- **Задания**
#1 Ответьте на вопросы по фрагменту о приговоре Чернышевскому, помечая ответы так же, как вопросы:
(a) На сколько лет каторжных работ в рудниках сенат постановил сослать Чернышевского?
(b) Как Государственный совет отнесся к сенатскому определению?
(c) Какого числа царь утвердил это определение?
#2 Изложите фрагмент о приговоре Чернышевскому в двух предложениях.
#3 Продолжите фрагмент о приговоре Чернышевскому после его последнего предложения.

- **Фрагмент о приговоре**
________________
От «диких невежд» сената определение было передано «седым злодеям» Государственного совета, вполне присоединившимся, а затем пошло к государю, который его и утвердил, наполовину уменьшив срок каторги. 4 мая 64-го г. приговор был объявлен Чернышевскому… — Ср.: «… сенат постановил: отставного титулярного советника Николая Чернышевского 35 лет лишить всех прав состояния и сослать в каторжную работу в рудниках на 14 лет и затем поселить в Сибири навсегда. <… > Из сената по тогдашнему порядку дело перешло в Государственный Совет, который полностью присоединился к сенатскому определению. После того оно было представлено царю, который 7 апреля это определение утвердил с сокращением срока каторжных работ наполовину <… > 4 мая приговор был объявлен Чернышевскому при открытых дверях» (Стеклов 1928: II, 462–463).
________________
- **Выдержки из данных**
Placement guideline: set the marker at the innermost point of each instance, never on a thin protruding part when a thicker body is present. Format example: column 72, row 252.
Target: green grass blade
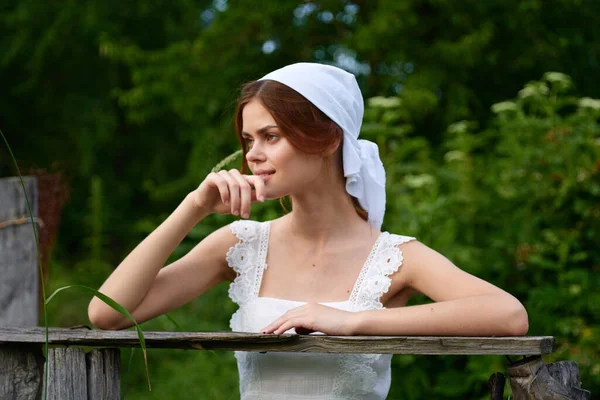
column 117, row 307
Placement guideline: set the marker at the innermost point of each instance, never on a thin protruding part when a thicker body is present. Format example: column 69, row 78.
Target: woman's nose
column 254, row 154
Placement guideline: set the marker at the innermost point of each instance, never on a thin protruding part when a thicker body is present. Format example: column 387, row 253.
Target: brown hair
column 303, row 124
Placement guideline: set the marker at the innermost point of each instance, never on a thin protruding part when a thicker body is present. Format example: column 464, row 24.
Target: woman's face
column 286, row 169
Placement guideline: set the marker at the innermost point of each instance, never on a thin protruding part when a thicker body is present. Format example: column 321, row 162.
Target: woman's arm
column 464, row 304
column 140, row 274
column 144, row 287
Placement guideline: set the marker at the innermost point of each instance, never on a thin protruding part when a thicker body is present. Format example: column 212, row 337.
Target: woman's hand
column 229, row 192
column 315, row 317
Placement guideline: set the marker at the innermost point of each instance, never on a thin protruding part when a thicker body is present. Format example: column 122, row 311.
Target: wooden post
column 104, row 374
column 18, row 263
column 74, row 375
column 531, row 379
column 66, row 374
column 21, row 372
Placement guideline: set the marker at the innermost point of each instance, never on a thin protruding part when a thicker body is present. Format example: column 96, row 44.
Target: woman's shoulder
column 400, row 239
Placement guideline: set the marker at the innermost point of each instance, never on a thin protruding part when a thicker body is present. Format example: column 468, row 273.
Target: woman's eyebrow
column 261, row 130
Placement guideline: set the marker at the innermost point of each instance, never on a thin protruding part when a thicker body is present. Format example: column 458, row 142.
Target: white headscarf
column 336, row 93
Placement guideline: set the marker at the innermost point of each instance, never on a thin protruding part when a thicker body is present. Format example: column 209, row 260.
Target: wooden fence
column 73, row 374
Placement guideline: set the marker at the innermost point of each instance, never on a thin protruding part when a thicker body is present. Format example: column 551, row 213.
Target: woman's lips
column 267, row 176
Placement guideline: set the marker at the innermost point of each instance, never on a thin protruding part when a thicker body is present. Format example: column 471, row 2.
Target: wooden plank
column 103, row 374
column 18, row 264
column 434, row 345
column 21, row 372
column 67, row 378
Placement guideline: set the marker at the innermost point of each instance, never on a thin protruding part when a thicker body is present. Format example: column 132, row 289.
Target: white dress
column 296, row 376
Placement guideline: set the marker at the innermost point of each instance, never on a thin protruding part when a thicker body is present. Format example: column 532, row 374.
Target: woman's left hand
column 314, row 317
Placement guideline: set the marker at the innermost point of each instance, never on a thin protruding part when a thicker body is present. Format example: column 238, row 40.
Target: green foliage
column 515, row 204
column 133, row 102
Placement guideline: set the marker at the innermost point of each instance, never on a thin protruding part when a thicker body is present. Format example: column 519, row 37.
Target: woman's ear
column 333, row 147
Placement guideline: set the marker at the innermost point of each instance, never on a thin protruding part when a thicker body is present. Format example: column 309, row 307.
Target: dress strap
column 375, row 280
column 247, row 258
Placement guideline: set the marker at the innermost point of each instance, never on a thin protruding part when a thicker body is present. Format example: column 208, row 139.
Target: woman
column 330, row 268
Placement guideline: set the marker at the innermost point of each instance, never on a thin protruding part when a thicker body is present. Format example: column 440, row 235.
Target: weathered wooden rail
column 74, row 374
column 95, row 375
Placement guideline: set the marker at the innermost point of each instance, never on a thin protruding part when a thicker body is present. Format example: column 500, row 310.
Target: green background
column 486, row 114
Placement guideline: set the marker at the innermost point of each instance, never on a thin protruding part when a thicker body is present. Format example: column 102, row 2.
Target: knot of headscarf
column 336, row 93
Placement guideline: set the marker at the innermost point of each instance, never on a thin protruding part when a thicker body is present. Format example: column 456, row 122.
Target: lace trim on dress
column 356, row 370
column 242, row 257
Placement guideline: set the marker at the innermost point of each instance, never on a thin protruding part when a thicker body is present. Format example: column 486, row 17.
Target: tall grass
column 110, row 302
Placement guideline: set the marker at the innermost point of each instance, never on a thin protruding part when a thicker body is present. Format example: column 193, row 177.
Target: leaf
column 117, row 307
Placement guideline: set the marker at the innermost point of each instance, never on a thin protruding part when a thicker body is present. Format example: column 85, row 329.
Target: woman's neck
column 325, row 216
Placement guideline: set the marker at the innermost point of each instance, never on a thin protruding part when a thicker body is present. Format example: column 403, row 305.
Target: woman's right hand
column 229, row 192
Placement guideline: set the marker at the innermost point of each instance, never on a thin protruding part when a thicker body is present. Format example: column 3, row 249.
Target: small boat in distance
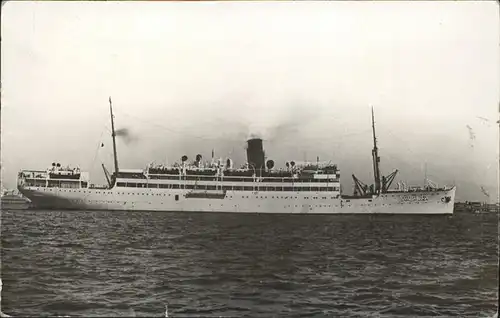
column 217, row 185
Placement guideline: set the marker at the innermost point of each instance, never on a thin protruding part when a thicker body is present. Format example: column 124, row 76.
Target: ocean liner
column 218, row 186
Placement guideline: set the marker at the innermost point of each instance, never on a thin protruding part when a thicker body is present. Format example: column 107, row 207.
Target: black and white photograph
column 250, row 158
________________
- **Ответы**
#1
(a) На 14 лет.
(b) Полностью присоединился к нему.
(c) 7 апреля.

#2 Сенат постановил лишить Чернышевского всех прав состояния, сослать на 14 лет в каторжную работу в рудниках и затем навсегда поселить в Сибири. Государственный совет полностью присоединился к этому определению, царь утвердил его, сократив срок каторги наполовину, и 4 мая приговор был объявлен Чернышевскому при открытых дверях.

#3
«Дикими невеждами» и «седыми злодеями» сенаторы и члены Государственного совета были названы в статье Герцена о приговоре Чернышевскому, напечатанной в «Колоколе» (см.: [4–38]). Ср.: «Чернышевский осужден на семь лет каторжной работы и на вечное поселение. Да падет проклятием это безмерное злодейство на правительство, на общество, на подлую, подкупную журналистику, которая накликала это гонение, раздула его из личностей. Она приучила правительство к убийствам военнопленных в Польше, а в России к утверждению сентенций диких невежд сената и седых злодеев Государственного совета… А тут жалкие люди, люди-трава, люди-слизняки говорят, что не следует бранить эту шайку разбойников и негодяев, которая управляет нами!» (Герцен 1954–1966: XVIII, 221).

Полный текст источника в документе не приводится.